TASK DESCRIPTION - In the essay about the Glasgow visit below, edit everything from "My preparation for" down to "trouble with drugs." so that "transatlantic" becomes "overseas", and give that part again.

SUPPLIED PASSAGE -
Showdown at Punk Palace

It’s mindfulness versus Megadeth when Ian Prattis visits his art school son. Will hope triumph over heroin?

Ian Prattis
1 September 2005
Photo by Luiz Marcelo Resende.

My preparation for “The Heart of the Buddha,” a retreat I did with Thich Nhat Hanh a few years ago at Plum Village in France, was not at all what I had anticipated. My eighteen-year-old son, Alexander, was studying at the Glasgow School of Art in Scotland, and my transatlantic phone calls that summer had told me he was deeply in trouble with drugs.

I arranged to spend time with him in Glasgow prior to the retreat. We had not seen one another for a few years, so a visit was overdue, particularly since he had suffered greatly from a divorce that divided his parents between two continents. At the Glasgow airport I scarcely recognized him, as he now sported a multicolored punk hairstyle with all the required black accoutrements. Yet he greeted me with a warm hug and a big smile.

On arriving at the place he was living I knew something was dreadfully amiss. There were no books or art materials in his room. His large rambling apartment was occupied, as I later discovered, by “The Tribe”—a shifting population of punks, drug users, and dealers. As I sat in Alexander’s squalid room wondering about him, he left for a while. There was such an atmosphere of decay and hopelessness that for a moment I felt utter despair—I did not know what to do. I went into my own deep silence and meditated so that I could be clear and calm. I knew I needed support from all the tools of mindfulness I had, particularly deep listening, to remain steady and not be drawn into judging and discriminating. It was a time to take refuge in mindfulness. My hope was that a foundation of mindfulness would enable my actions to come from the consciousness of my heart. The despair slowly receded, and along with it my judgment of his living space.

SUPPLIED MATERIAL -
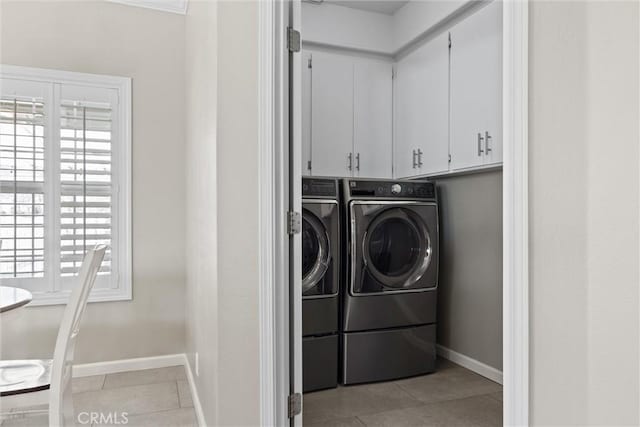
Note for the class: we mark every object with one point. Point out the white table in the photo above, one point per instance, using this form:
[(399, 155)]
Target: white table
[(12, 298)]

TASK ANSWER -
My preparation for “The Heart of the Buddha,” a retreat I did with Thich Nhat Hanh a few years ago at Plum Village in France, was not at all what I had anticipated. My eighteen-year-old son, Alexander, was studying at the Glasgow School of Art in Scotland, and my overseas phone calls that summer had told me he was deeply in trouble with drugs.